* [Stated task A]
In the GPU memory clock discussion below, what actual memory clock is reported for the RTX 3090?

* [Quoted text]
......
With nvidia-smi -q I am getting information about GPU frequency. For RTX-3090 is:
Graphics : 1695 MHz
SM : 1695 MHz
Memory : 9751 MHz
Video : 1485 MHz
It seems that Memory frequency is a crazy number. Is it correct (9751 MHz)?
Or here its around 19,5GHZ.
|Memory Clock Effective
For A100 I am seeing:
Graphics : 765 MHz
SM : 765 MHz
Memory : 1215 MHz
Video : 705 MHz
It seems slow!
For GDDR memory, generally the “pumped” nature (relative to DDR) is included in that “clock”. For HBM2 memory, the bus behavior is fundamentally different. The bandwidth of HBM2 memory is something like clock x 2 x 1024 bits/stack x number of stacks. The bandwidth of GDDR memory is something like clock x 2 x bus width. So the calculations are similar (bits per stack x number of stacks is effectively bus width), and the GDDR “clock” is adjusted by the bits per transfer (“pumped”) to allow for a similar calculation.
RTX 3090 (not Ti) is reported to have ~936GB/s of total bandwidth, and a 384 bit wide bus (384 “lanes”), with 19.5Gb/s per bus lane. This 19.5 Gb/s number is exactly twice the 9751MHz reported memory “clock”. So the 9751MHz number is what the clock would be if it were dealing with DDR (“double-pumped”) memory of that width to deliver that bandwidth. However the actual clock is reported as 1219MHz, so the actual delivery of bits per lane is 8x the number of what you would expect for DDR, and that 8x number gives the multiplier to 9751MHz that you are reporting.
......
* [Provided records]
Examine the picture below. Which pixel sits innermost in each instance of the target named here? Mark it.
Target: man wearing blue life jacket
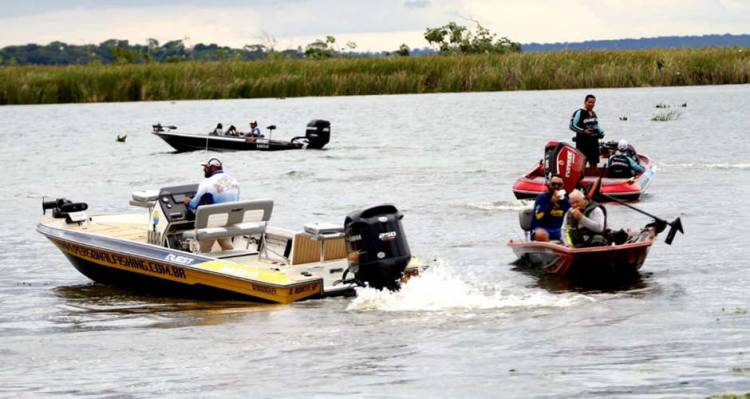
(586, 125)
(549, 209)
(218, 187)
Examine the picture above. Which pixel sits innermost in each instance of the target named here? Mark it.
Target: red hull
(583, 263)
(532, 183)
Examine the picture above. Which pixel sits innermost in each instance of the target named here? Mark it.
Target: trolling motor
(62, 208)
(377, 247)
(158, 128)
(317, 134)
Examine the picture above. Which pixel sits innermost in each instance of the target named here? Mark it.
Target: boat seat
(231, 219)
(144, 198)
(524, 218)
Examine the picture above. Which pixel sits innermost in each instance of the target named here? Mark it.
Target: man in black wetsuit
(588, 133)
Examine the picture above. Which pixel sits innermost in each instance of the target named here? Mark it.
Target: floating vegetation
(283, 78)
(670, 115)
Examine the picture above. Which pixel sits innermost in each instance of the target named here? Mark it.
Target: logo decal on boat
(387, 236)
(183, 260)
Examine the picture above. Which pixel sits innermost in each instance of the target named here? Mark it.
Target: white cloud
(373, 25)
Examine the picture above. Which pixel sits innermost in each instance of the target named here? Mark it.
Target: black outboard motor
(318, 133)
(62, 208)
(377, 247)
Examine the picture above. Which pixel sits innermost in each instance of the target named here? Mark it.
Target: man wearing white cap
(218, 187)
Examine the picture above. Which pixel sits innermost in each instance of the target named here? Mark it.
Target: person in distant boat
(218, 187)
(218, 130)
(586, 125)
(585, 223)
(549, 209)
(623, 163)
(254, 130)
(254, 133)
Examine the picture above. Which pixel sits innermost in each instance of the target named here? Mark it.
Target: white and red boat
(568, 162)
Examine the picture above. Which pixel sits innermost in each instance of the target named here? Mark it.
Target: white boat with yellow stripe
(157, 249)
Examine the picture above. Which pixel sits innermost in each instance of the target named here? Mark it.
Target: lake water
(469, 327)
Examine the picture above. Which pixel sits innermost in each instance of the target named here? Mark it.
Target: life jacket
(619, 166)
(588, 120)
(580, 236)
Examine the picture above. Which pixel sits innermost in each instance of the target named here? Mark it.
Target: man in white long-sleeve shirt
(584, 223)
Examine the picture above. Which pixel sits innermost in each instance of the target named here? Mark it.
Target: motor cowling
(377, 247)
(318, 133)
(566, 161)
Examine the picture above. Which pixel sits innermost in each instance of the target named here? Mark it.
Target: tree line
(451, 38)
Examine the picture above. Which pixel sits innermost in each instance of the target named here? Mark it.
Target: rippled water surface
(469, 327)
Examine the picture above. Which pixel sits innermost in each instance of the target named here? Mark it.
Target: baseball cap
(212, 162)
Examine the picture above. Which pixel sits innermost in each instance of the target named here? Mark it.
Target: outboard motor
(377, 247)
(63, 208)
(565, 160)
(318, 133)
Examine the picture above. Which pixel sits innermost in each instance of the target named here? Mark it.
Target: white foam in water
(499, 205)
(438, 290)
(708, 165)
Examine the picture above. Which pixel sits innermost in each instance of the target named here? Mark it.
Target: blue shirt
(216, 189)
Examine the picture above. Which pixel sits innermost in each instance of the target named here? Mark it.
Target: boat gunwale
(575, 251)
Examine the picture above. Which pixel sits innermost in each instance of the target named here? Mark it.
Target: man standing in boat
(585, 222)
(586, 125)
(218, 187)
(549, 209)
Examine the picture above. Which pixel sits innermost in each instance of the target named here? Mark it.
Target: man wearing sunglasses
(549, 209)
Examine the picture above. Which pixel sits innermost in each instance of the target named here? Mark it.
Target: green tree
(403, 50)
(320, 49)
(455, 38)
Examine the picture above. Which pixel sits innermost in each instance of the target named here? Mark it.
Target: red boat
(565, 160)
(598, 264)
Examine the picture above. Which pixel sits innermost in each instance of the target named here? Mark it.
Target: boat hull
(604, 263)
(192, 142)
(135, 265)
(530, 185)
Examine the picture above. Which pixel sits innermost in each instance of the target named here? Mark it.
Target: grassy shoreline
(359, 76)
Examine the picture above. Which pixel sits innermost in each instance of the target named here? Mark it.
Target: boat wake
(715, 166)
(514, 205)
(437, 290)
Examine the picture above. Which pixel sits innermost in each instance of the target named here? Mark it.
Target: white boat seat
(144, 198)
(231, 219)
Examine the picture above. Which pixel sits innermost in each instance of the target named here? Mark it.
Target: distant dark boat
(317, 135)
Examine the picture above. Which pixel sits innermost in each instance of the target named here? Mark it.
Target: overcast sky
(372, 25)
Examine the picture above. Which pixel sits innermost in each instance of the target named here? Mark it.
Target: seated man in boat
(218, 187)
(586, 125)
(254, 132)
(549, 209)
(585, 222)
(623, 163)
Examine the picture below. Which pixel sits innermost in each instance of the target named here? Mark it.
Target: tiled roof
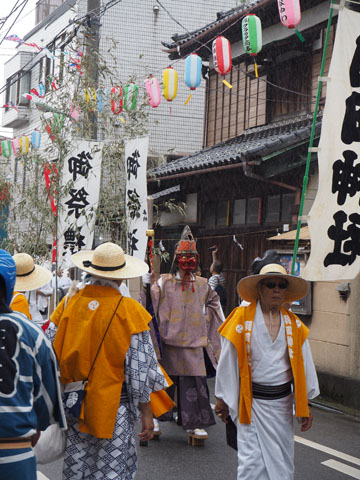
(223, 18)
(254, 143)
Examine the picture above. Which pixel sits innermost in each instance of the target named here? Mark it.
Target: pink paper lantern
(222, 55)
(290, 13)
(153, 89)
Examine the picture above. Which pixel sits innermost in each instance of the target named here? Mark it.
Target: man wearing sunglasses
(265, 370)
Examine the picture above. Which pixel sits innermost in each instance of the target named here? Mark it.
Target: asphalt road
(329, 451)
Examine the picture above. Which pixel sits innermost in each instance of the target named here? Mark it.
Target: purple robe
(188, 321)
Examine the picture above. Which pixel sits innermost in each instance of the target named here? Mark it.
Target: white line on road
(341, 467)
(329, 451)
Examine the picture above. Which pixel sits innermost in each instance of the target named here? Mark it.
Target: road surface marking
(341, 467)
(329, 451)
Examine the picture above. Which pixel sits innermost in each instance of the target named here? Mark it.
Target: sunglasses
(281, 285)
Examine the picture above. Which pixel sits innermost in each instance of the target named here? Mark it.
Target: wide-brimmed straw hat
(28, 275)
(108, 260)
(297, 287)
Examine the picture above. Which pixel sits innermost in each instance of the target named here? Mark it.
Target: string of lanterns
(126, 99)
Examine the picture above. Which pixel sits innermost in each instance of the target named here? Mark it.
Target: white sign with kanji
(334, 219)
(136, 152)
(76, 210)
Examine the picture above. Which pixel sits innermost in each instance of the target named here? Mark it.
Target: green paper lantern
(251, 34)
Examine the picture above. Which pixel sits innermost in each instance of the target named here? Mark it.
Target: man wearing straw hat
(30, 398)
(102, 332)
(30, 278)
(265, 366)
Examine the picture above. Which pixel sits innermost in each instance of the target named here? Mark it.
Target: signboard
(334, 219)
(136, 152)
(82, 170)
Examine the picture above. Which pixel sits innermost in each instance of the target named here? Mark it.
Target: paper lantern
(36, 139)
(222, 55)
(6, 148)
(102, 98)
(193, 65)
(153, 90)
(24, 144)
(251, 34)
(116, 100)
(130, 96)
(290, 13)
(15, 145)
(170, 83)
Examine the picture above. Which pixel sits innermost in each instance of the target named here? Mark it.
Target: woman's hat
(8, 273)
(28, 275)
(108, 260)
(248, 286)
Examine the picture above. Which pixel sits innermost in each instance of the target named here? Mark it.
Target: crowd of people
(94, 361)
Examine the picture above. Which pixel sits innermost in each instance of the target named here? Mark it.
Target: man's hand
(221, 410)
(146, 421)
(35, 438)
(306, 422)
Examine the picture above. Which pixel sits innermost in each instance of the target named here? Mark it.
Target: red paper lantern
(222, 55)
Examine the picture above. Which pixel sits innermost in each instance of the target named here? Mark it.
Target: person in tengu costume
(188, 313)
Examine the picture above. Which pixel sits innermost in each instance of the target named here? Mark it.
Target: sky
(23, 24)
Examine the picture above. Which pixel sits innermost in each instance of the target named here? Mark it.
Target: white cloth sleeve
(312, 384)
(227, 385)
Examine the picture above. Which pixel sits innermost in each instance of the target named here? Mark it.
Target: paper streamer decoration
(153, 90)
(24, 145)
(6, 148)
(170, 83)
(130, 96)
(116, 100)
(193, 65)
(252, 36)
(36, 139)
(15, 145)
(222, 55)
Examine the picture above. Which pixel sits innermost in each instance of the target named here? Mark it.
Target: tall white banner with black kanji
(334, 219)
(136, 152)
(76, 210)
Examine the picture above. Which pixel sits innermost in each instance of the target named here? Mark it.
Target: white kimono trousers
(266, 446)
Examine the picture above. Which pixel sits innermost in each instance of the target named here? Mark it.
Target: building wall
(174, 127)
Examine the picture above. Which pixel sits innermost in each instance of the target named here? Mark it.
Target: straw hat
(297, 286)
(28, 275)
(109, 261)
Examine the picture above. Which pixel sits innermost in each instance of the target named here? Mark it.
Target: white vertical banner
(81, 174)
(136, 152)
(334, 218)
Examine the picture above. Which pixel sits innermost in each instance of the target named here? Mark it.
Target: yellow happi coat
(81, 327)
(238, 328)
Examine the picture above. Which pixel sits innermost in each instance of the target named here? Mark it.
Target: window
(16, 86)
(216, 213)
(283, 99)
(253, 210)
(287, 201)
(239, 214)
(272, 214)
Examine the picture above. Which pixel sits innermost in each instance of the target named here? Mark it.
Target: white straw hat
(28, 275)
(108, 260)
(248, 286)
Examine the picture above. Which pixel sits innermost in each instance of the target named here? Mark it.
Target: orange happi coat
(81, 326)
(237, 329)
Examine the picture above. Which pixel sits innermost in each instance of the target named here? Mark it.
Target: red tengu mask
(187, 263)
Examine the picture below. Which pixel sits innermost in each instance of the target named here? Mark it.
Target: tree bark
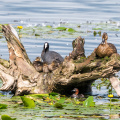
(20, 76)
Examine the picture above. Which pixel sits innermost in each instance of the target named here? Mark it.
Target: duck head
(104, 38)
(46, 46)
(76, 91)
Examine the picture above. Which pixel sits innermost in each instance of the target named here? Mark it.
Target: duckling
(38, 64)
(50, 56)
(76, 94)
(105, 49)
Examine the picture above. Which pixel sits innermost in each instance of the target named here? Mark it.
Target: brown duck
(105, 49)
(76, 94)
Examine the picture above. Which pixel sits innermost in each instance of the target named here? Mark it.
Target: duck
(50, 56)
(76, 94)
(38, 65)
(105, 49)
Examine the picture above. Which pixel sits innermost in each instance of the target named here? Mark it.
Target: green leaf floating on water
(53, 93)
(3, 106)
(89, 102)
(61, 28)
(58, 105)
(6, 117)
(28, 102)
(70, 30)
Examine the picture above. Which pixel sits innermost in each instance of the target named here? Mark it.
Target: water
(35, 12)
(49, 10)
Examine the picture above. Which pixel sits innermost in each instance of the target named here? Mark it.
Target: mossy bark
(19, 75)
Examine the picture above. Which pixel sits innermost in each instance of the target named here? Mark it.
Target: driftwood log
(20, 76)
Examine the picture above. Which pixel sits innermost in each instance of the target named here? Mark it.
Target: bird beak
(103, 41)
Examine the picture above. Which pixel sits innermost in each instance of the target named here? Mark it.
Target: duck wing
(51, 56)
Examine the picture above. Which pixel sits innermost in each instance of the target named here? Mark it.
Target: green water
(61, 39)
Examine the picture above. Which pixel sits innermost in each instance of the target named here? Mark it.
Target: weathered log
(20, 76)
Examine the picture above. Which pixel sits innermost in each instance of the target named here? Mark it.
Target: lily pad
(6, 117)
(71, 30)
(89, 102)
(3, 106)
(61, 28)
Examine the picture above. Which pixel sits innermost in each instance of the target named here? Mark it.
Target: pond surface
(84, 16)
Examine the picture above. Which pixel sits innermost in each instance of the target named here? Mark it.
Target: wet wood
(22, 77)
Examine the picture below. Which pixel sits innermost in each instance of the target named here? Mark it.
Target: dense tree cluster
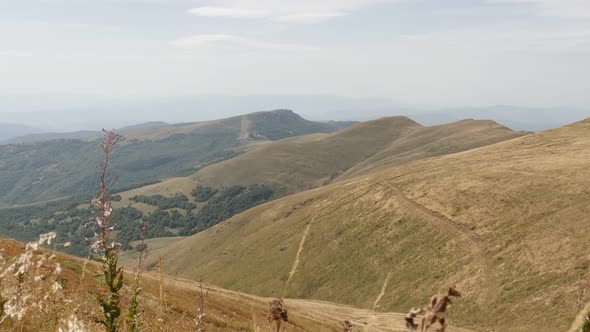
(174, 216)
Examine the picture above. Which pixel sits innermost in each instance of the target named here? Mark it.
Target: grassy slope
(225, 310)
(507, 223)
(51, 169)
(311, 161)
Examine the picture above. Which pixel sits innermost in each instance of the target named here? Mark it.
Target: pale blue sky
(420, 52)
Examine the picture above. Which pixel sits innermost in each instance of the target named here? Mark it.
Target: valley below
(356, 222)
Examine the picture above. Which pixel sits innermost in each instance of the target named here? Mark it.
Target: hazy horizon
(436, 54)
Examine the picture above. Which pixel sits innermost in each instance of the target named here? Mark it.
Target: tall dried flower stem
(107, 248)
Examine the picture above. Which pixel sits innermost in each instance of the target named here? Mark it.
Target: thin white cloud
(568, 9)
(15, 54)
(224, 43)
(309, 17)
(212, 11)
(300, 11)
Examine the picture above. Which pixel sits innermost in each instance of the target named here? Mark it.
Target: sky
(417, 52)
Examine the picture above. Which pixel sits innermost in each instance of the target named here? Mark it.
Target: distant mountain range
(58, 115)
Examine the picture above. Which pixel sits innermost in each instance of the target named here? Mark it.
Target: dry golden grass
(507, 223)
(225, 310)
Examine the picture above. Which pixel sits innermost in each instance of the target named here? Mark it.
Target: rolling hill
(306, 162)
(507, 223)
(10, 130)
(39, 171)
(58, 294)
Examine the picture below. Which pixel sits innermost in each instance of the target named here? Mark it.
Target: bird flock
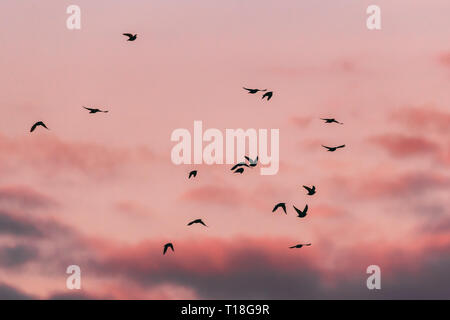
(237, 168)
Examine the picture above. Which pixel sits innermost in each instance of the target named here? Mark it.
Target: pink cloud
(400, 145)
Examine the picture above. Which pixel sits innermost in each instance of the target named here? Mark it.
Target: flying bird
(311, 190)
(253, 91)
(240, 164)
(39, 123)
(330, 120)
(92, 110)
(197, 221)
(167, 246)
(281, 205)
(252, 163)
(240, 170)
(192, 173)
(300, 245)
(301, 214)
(332, 149)
(268, 95)
(131, 37)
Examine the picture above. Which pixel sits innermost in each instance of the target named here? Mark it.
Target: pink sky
(100, 191)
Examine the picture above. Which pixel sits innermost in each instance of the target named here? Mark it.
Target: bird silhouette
(39, 123)
(268, 95)
(281, 205)
(332, 149)
(192, 173)
(167, 246)
(300, 245)
(240, 164)
(240, 170)
(301, 214)
(197, 221)
(253, 91)
(131, 37)
(311, 190)
(92, 110)
(330, 120)
(252, 163)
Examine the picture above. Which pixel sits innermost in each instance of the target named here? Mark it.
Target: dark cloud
(24, 197)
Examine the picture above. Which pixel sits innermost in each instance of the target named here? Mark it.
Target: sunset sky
(101, 192)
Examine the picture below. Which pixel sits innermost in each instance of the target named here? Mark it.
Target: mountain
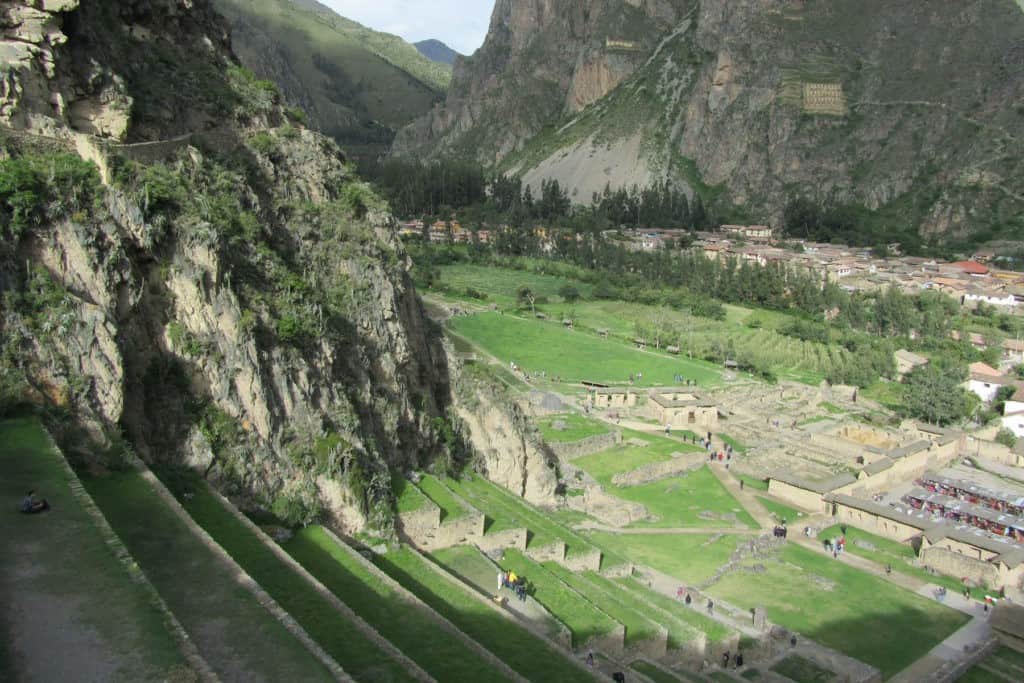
(357, 85)
(189, 273)
(437, 51)
(753, 102)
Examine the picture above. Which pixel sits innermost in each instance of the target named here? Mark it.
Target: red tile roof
(972, 267)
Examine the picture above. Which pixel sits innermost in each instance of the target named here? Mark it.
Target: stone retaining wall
(412, 668)
(591, 444)
(662, 470)
(513, 538)
(114, 542)
(242, 575)
(409, 597)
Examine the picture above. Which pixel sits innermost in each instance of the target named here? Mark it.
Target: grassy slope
(535, 658)
(582, 617)
(853, 611)
(176, 562)
(416, 634)
(689, 558)
(356, 653)
(57, 561)
(536, 345)
(336, 69)
(577, 428)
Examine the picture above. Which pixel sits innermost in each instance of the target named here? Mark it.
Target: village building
(609, 397)
(681, 408)
(985, 381)
(906, 361)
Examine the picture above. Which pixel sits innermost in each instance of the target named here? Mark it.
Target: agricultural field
(690, 558)
(827, 601)
(744, 333)
(574, 355)
(574, 428)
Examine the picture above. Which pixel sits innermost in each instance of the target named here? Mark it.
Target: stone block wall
(953, 564)
(587, 446)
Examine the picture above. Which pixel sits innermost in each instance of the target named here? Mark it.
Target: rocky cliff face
(751, 102)
(228, 296)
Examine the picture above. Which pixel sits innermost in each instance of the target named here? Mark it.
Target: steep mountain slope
(356, 85)
(186, 267)
(751, 102)
(437, 51)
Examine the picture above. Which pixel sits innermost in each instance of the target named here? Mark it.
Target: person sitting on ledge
(31, 506)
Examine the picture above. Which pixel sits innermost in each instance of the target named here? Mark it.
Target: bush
(1007, 438)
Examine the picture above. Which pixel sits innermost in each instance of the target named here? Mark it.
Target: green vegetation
(690, 558)
(716, 631)
(60, 558)
(655, 674)
(532, 657)
(573, 609)
(853, 611)
(451, 507)
(577, 428)
(504, 510)
(801, 670)
(359, 85)
(536, 345)
(780, 510)
(339, 637)
(615, 602)
(176, 561)
(900, 556)
(407, 626)
(695, 500)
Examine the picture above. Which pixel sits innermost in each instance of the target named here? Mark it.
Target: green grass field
(716, 631)
(780, 510)
(679, 502)
(582, 617)
(574, 355)
(340, 638)
(689, 558)
(69, 604)
(176, 561)
(407, 626)
(611, 599)
(501, 285)
(801, 670)
(535, 658)
(853, 611)
(577, 428)
(901, 556)
(451, 507)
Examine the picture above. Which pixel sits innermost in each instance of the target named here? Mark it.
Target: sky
(460, 24)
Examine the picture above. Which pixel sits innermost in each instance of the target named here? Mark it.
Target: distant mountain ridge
(437, 51)
(356, 85)
(754, 104)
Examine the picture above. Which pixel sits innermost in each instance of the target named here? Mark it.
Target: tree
(569, 293)
(934, 394)
(524, 295)
(1007, 438)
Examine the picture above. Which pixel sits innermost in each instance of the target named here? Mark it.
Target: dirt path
(69, 608)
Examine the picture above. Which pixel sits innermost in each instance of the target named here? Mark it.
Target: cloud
(460, 24)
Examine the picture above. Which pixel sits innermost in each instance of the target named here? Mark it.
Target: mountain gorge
(356, 85)
(753, 103)
(190, 274)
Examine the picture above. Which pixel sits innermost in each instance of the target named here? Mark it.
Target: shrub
(1007, 438)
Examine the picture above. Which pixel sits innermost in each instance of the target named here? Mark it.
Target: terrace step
(592, 627)
(439, 646)
(522, 646)
(262, 643)
(81, 608)
(332, 625)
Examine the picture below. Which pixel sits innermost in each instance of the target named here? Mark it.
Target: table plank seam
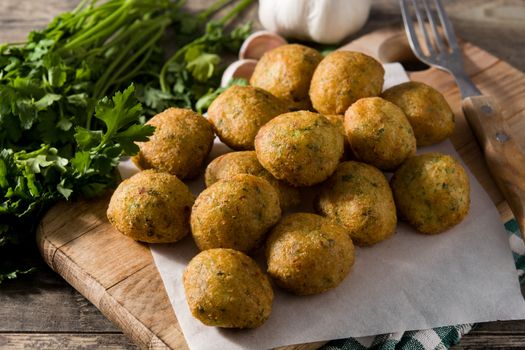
(130, 275)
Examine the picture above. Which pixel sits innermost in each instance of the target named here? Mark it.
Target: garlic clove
(260, 42)
(238, 69)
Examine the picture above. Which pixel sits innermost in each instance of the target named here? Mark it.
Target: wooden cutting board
(118, 275)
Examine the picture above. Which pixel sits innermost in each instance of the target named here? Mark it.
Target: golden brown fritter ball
......
* [Stated task B]
Identify every line of the entries above that contains the word "road", treating case as significant.

* [Problem solution A]
1219 MHz

* [Problem solution B]
Target: asphalt road
Target: white line on road
Target: road surface marking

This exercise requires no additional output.